By Simon Zekaria
LONDON--Diageo PLC (DGE.LN) Thursday said it is preparing for a
possible further downturn in Europe's economy by paring down stock
of its premium spirits and slashing costs in the troubled
region.
Though the U.K. drinks giant's growth is being driven by
emerging markets and North America, Europe still accounts for 27%
of its worldwide sales. Fledgling growth from Eastern Europe,
Russia and Turkey is now supporting the business, as Western and
Southern Europe drag.
Diageo has felt particular pain across Spain, Portugal, Greece
and Italy, which represent 5% of its global sales. Government
austerity measures, below-inflation pay rises and unemployment are
squeezing spending, which is hitting trading.
"We do think [next year] will be as, if not more, challenging
than [this year] given some of the credit constraints in Spain and
elsewhere. We are ready for whatever may occur in terms of the euro
zone, but we are not anticipating one or another specific
scenario," said Chief Financial Officer Deirdre Mahlan.
┄┄┄┄┄┄┄┄┄┄┄┄┄┄┄┄┄┄┄┄
BRIEF A = Render the listing below as a numbered list, from the line containing "Q: In the image above, where is the chrome" through the line containing "[74,380,524,559]", skipping any blank lines.

THE RECORDS =
┄┄┄┄┄┄┄┄┄┄┄┄┄┄┄┄┄┄┄┄
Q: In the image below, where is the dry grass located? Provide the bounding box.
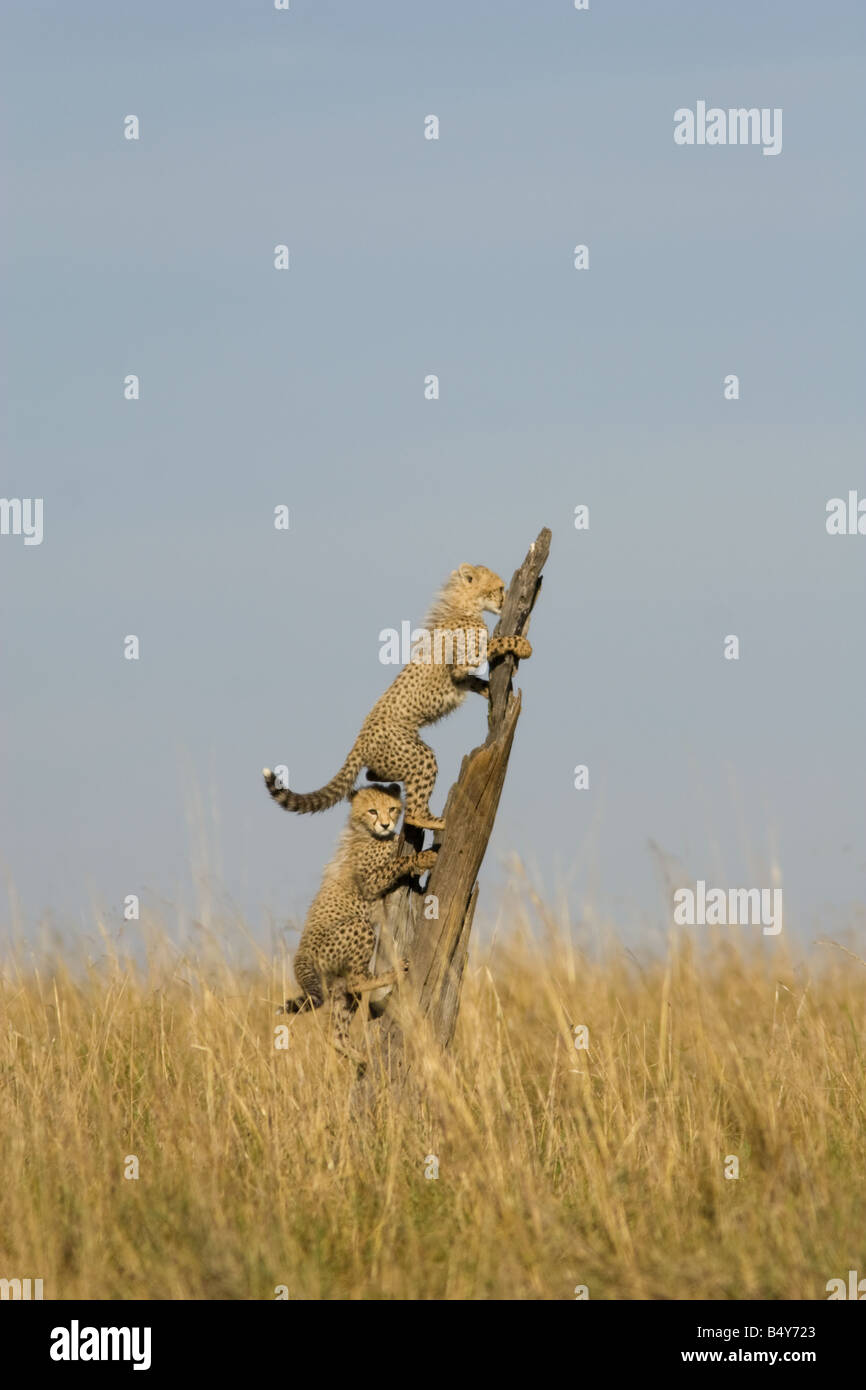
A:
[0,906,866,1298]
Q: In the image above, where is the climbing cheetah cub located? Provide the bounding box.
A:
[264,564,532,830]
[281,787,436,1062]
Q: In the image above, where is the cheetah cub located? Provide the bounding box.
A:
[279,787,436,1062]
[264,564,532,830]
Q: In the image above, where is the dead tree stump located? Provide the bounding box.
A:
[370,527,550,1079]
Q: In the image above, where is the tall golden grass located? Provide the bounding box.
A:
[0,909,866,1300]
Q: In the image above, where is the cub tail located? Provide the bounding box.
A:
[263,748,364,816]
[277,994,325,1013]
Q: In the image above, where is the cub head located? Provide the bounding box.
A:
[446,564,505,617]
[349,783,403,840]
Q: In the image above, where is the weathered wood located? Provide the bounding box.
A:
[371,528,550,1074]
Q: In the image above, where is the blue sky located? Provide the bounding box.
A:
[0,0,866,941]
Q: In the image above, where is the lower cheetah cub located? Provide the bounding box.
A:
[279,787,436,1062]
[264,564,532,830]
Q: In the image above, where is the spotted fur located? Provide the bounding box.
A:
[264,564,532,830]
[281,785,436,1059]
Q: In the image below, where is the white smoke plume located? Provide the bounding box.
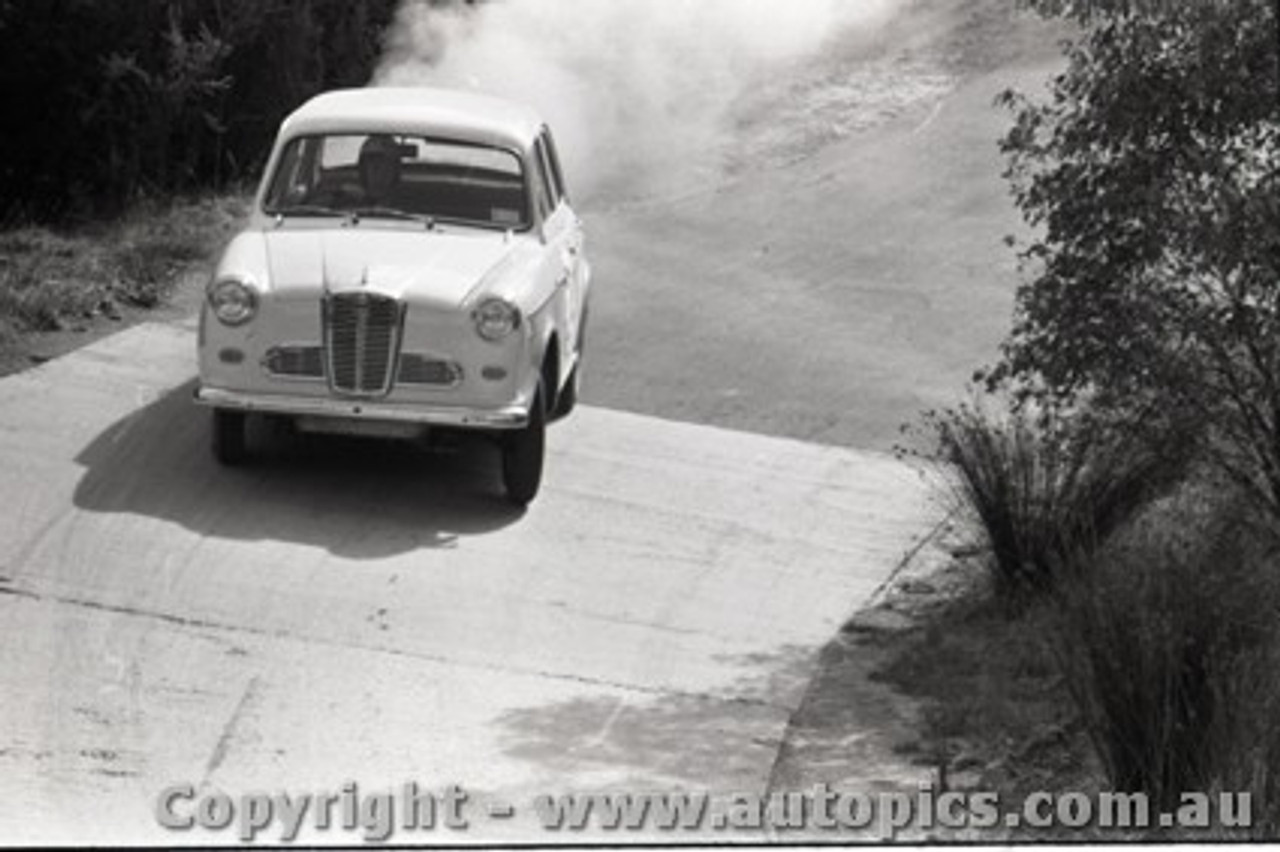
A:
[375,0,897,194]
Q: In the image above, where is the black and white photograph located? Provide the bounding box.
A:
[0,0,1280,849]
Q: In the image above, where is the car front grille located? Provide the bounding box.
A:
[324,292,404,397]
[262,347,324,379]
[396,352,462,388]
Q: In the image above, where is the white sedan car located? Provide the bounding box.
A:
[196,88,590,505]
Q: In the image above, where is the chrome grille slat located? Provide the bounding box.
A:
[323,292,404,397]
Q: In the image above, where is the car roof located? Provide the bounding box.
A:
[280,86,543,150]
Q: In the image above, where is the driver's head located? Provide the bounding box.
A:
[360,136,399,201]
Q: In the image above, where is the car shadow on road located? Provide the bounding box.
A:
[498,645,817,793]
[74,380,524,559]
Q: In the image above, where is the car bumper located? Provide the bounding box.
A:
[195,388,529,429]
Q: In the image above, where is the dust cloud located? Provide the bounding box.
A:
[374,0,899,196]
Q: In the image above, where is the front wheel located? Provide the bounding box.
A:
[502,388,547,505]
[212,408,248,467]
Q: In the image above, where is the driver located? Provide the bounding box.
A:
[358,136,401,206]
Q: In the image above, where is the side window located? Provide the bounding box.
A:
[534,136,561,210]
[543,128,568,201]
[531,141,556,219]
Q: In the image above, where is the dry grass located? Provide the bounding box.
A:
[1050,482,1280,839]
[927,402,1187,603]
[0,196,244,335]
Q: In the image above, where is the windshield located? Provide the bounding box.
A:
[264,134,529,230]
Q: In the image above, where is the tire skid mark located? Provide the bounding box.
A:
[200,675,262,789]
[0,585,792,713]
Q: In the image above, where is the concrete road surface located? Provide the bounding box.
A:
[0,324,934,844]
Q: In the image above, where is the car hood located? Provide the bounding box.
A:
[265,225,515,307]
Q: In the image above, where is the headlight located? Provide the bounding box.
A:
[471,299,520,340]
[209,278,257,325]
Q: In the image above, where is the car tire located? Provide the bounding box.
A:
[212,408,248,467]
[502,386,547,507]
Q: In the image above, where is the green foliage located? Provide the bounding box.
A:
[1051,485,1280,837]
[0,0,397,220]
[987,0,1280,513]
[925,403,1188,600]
┄┄┄┄┄┄┄┄┄┄┄┄┄┄┄┄┄┄┄┄
BRIEF B = Continue the article on Diageo's preparations for Europe's downturn from where it stops.

TASK RESULT A =
1. Q: In the image above, where is the chrome grille slat located? Provide the bounding box.
2. A:
3. [323,292,404,397]
4. Q: In the image above, where is the car roof located? Provide the bounding box.
5. A:
6. [280,86,543,150]
7. Q: In the image above, where is the driver's head located? Provide the bounding box.
8. A:
9. [360,136,399,201]
10. Q: In the image above, where is the car shadow on road located? Provide the bounding box.
11. A:
12. [498,645,817,793]
13. [74,380,524,559]

TASK RESULT B =
"We are working really carefully to manage our debt levels and
so we have been looking to destock where we see there is a concern.
We took about a month's stock out of Greece. We have also been
watching carefully Spain and Italy."
The company has previously said a Greek exit from the European
single currency could have a marked impact on its sales. Economists
are concerned that such a move would lead to rapid depreciation of
the drachma--the currency that Greece would adopt
thereafter--hitting trading of businesses like Diageo, which will
face rising import costs. The drinks giant is totally reliant on
imported spirits into the country, including whisky, gin, vodka and
tequila.
In the year to June 30, Diageo's business in Europe showed an
improved performance compared with a year earlier, but sales
excluding acquisitions, disposals and currency effects still
slipped 1%. Operating profit rose 3%, as the maker of Johnnie
Walker Scotch whisky, Guinness stout and Captain Morgan rum cut
costs.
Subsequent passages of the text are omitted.